_Texto para leitura_
::::::

GRAZIELA R.S. COSTA PINTO
ESPECIAL PARA A FOLHA

A infância não é simplesmente um tempo perdido, que as pessoas tentam proustianamente redescobrir sobre os divãs dos psicanalistas. Para a teoria freudiana, a infância -ou melhor o infantil- é parte estruturante de cada ato psíquico -como mostra o psicanalista Bernardo Tanis em "Memória e Temporalidade - Sobre o Infantil em Psicanálise."
A partir de uma perspectiva histórica, o livro recoloca o infantil como categoria constituinte do psiquismo, bem como da teoria psicanalítica. Sob o signo da reconstrução, o autor promove um intercâmbio entre passado e presente, imprimindo em sua narrativa o ritmo atemporal do inconsciente. A obra freudiana é reatualizada por meio de relatos clínicos e releituras de autores contemporâneos.
No princípio de sua elaboração teórica, Freud dá ao evento traumático infantil -sedução da criança por um adulto- papel determinante na etiologia das neuroses. A noção de trauma, em seu apagamento da memória consciente e sua posterior reatualização no sintoma, aponta para um modelo amnésico de memória, em que há a possibilidade de evocação de um passado realmente vivido.
Com o abandono da teoria da sedução, Freud reconhece a força do imaginário presente no evento traumático, elegendo a fantasia como elemento de distorção de um desejo infantil jamais revelado. Fantasia e desejo infantil passam a ser elementos constituintes de uma outra realidade -a realidade psíquica, objeto de investigação da psicanálise. Esta realidade -o inconsciente- obedece a uma temporalidade não reversível, sendo regida por um registro mnêmico marcado pela repetição.
Fundado a partir da negação, o inconsciente é uma construção erguida em torno de uma tragédia infantil: o parricídio e o incesto. Fantasia fundamental e universal, a lenda de Édipo traz a marca de um desejo que, nunca satisfeito, teima em se reatualizar. Essa reatualização obedece a leis temporais diversas da concepção cronológica e transforma a memória evocativa em apelo à simbolização -via de acesso da clínica.

::::::

_Linhas extraídas_
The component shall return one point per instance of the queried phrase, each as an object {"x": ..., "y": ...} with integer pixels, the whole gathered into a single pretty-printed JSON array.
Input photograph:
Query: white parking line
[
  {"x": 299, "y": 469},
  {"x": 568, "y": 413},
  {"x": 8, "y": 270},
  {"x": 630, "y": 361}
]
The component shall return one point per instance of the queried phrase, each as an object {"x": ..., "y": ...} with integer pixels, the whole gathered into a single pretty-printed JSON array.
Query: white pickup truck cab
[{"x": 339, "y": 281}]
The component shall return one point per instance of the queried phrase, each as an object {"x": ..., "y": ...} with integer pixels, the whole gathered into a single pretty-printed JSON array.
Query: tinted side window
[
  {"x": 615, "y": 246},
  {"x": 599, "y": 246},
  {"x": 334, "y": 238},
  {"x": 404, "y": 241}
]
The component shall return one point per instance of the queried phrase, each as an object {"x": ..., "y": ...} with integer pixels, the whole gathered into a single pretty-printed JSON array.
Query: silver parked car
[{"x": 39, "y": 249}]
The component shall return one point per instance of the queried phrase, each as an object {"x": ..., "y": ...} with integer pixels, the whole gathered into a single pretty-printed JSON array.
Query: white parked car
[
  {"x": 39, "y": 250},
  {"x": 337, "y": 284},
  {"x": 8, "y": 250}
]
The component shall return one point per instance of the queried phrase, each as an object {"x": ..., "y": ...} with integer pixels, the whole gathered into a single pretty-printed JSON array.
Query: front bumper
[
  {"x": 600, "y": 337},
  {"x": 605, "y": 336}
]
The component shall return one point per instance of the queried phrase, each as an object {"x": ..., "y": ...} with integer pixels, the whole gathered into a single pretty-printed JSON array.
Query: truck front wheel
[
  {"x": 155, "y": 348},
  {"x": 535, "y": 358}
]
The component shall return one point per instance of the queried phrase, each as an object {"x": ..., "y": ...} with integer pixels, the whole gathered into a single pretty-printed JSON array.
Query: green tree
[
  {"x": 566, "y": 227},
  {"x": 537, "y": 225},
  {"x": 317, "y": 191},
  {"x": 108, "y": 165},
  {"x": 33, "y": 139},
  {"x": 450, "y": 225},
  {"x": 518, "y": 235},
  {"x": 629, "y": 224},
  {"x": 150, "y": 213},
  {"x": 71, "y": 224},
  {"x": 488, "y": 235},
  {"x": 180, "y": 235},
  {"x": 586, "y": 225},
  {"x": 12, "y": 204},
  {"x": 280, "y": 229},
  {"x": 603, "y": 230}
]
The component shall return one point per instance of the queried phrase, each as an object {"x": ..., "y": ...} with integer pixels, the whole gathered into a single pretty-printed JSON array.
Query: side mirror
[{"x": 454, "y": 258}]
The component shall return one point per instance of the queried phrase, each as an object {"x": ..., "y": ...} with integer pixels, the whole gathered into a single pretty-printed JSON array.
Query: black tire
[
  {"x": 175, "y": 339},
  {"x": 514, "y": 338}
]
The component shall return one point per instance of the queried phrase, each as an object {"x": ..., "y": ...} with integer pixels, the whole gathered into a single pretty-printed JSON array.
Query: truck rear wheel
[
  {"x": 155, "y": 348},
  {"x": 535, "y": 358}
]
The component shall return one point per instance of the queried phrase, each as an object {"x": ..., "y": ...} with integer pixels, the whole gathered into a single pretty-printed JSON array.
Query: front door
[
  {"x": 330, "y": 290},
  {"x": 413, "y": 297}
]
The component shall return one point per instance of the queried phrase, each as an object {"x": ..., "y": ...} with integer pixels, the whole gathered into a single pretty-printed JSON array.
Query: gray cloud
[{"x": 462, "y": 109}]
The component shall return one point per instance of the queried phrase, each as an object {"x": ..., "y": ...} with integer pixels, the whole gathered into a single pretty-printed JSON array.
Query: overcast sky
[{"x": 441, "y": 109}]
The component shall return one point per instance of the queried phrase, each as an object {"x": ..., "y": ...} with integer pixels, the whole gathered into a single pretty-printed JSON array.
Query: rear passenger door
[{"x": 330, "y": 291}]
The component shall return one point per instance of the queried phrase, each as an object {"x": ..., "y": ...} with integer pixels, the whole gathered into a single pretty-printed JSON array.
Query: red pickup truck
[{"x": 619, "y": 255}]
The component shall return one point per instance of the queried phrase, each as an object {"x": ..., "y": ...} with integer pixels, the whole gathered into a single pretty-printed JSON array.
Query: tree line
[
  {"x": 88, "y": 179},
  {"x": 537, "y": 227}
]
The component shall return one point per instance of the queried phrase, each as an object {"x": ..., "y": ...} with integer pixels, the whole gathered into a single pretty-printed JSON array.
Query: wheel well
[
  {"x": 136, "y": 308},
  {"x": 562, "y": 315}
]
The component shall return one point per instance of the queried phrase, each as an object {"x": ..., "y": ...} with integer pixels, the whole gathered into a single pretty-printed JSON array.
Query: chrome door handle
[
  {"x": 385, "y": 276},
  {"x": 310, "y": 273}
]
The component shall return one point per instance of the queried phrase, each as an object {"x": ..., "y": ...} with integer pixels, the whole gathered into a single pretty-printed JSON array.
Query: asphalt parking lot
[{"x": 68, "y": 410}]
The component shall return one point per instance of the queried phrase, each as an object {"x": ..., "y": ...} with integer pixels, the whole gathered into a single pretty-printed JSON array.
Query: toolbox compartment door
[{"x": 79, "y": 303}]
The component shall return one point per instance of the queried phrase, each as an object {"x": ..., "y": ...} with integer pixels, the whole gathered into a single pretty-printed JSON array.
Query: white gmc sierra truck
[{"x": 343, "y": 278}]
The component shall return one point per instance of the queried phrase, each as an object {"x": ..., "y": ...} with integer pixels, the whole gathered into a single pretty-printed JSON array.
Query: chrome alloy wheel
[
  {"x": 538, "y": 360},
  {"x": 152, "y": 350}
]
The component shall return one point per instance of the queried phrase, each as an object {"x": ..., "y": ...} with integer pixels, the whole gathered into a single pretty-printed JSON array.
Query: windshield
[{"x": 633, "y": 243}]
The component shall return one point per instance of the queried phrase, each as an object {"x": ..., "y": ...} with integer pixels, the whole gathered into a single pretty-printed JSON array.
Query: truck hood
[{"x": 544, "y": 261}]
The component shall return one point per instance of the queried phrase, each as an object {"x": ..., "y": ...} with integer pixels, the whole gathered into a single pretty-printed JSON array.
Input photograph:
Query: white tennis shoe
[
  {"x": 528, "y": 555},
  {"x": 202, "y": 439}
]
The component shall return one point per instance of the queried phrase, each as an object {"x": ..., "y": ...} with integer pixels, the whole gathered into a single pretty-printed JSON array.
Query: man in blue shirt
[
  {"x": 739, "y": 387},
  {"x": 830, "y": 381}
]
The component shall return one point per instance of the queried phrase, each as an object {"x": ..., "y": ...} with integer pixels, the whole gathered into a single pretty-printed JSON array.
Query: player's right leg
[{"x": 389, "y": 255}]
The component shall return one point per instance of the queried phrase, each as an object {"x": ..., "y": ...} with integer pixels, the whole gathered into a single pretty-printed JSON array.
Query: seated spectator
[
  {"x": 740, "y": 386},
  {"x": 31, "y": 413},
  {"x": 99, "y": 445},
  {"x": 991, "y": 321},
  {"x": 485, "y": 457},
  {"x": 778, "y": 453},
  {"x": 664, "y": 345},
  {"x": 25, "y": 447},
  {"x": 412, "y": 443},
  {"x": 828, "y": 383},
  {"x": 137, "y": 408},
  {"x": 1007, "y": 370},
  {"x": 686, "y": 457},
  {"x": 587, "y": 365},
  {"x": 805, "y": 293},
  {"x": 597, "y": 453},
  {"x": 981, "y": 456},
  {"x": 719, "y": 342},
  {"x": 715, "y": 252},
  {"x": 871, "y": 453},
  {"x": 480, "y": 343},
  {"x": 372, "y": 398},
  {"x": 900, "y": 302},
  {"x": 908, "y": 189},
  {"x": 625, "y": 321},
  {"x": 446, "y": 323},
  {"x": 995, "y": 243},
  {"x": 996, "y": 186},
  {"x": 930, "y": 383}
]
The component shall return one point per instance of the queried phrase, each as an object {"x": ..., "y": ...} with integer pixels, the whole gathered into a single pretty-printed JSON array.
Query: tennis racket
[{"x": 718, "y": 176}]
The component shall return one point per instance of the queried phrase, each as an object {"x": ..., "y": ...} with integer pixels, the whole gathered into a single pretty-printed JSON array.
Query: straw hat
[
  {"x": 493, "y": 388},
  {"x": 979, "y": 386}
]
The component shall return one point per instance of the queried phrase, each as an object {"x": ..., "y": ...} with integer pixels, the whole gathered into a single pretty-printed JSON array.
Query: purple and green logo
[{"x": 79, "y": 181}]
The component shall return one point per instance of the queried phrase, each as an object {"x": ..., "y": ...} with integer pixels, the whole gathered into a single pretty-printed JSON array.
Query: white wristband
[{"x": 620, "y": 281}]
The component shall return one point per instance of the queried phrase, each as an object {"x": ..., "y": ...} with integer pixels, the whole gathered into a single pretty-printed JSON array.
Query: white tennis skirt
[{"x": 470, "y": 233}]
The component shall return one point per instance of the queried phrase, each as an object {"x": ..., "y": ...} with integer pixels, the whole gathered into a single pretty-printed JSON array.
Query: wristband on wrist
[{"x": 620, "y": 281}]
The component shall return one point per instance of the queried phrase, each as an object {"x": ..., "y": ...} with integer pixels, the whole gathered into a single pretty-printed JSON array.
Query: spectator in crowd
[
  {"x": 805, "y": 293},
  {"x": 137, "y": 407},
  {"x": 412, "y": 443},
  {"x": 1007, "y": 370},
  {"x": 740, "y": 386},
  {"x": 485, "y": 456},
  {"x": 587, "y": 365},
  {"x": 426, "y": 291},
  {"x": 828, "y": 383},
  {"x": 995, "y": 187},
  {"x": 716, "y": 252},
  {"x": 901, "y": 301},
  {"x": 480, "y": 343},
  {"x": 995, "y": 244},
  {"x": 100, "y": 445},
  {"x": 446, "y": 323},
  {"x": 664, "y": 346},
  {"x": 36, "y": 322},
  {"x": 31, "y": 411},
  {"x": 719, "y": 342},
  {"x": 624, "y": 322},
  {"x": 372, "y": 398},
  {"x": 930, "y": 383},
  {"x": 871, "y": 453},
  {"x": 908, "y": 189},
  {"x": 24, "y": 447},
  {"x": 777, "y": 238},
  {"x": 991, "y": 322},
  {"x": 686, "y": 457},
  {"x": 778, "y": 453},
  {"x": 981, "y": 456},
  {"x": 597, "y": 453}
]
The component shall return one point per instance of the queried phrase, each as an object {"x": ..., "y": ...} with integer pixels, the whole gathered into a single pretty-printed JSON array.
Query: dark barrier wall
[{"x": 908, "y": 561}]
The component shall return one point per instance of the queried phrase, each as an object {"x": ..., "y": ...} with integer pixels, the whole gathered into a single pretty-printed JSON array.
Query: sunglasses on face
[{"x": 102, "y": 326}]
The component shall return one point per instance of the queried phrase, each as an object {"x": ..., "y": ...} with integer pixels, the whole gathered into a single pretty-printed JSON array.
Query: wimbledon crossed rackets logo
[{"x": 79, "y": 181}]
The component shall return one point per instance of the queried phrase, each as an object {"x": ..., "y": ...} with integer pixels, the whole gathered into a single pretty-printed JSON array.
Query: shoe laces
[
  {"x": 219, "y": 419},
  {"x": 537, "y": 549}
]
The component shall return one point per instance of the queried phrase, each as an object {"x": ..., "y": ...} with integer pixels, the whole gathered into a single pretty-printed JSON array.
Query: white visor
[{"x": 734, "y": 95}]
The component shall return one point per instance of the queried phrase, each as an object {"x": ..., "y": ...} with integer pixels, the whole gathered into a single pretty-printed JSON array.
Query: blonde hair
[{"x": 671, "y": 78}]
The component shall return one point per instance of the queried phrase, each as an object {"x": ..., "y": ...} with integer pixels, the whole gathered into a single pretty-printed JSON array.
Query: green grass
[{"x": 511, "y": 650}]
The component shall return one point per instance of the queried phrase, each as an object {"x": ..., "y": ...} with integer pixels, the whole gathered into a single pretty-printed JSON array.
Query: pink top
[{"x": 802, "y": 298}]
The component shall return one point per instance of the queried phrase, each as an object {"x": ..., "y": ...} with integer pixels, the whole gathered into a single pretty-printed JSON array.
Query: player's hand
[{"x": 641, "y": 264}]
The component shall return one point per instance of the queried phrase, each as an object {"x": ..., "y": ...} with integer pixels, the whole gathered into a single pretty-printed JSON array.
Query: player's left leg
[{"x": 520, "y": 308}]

::::::

_Tarefas a resolver_
1 > Responda às perguntas abaixo com base na resenha sobre o infantil na psicanálise.
(a) Qual é o título do livro de Bernardo Tanis citado na resenha?
(b) No princípio de sua elaboração teórica, a que evento Freud dá papel determinante na etiologia das neuroses?
(c) Em torno de que tragédia infantil o inconsciente é construído, segundo a resenha?
2 > Escreva a continuação da resenha sobre o infantil na psicanálise a partir da última frase apresentada.

_Respostas por tarefa_
1 >
(a) "Memória e Temporalidade - Sobre o Infantil em Psicanálise".
(b) Ao evento traumático infantil, a sedução da criança por um adulto.
(c) Em torno do parricídio e do incesto.

2 >
Diferenciando a infância da concretude material do desenvolvimento humano e elevando-a a conceito psicanalítico central -o infantil-, em torno de que fantasia e desejo se constituem, Tanis explora a dimensão do "sujeito histórico" na psicanálise, reacendendo a discussão sobre a dialética realidade histórica x verdade psíquica. Polêmica sempre presente quando se percorre o caminho sinuoso do desejo infantil em sua distorção mnêmica-temporal.
À luz de releituras e de casos clínicos, o texto segue dois eixos: o regressivo -ao partir da clínica por meio da atualização do desejo nas formações do inconsciente- e o progressivo -presente na construção metapsicológica realizada por Freud e re-significada pela psicanálise contemporânea.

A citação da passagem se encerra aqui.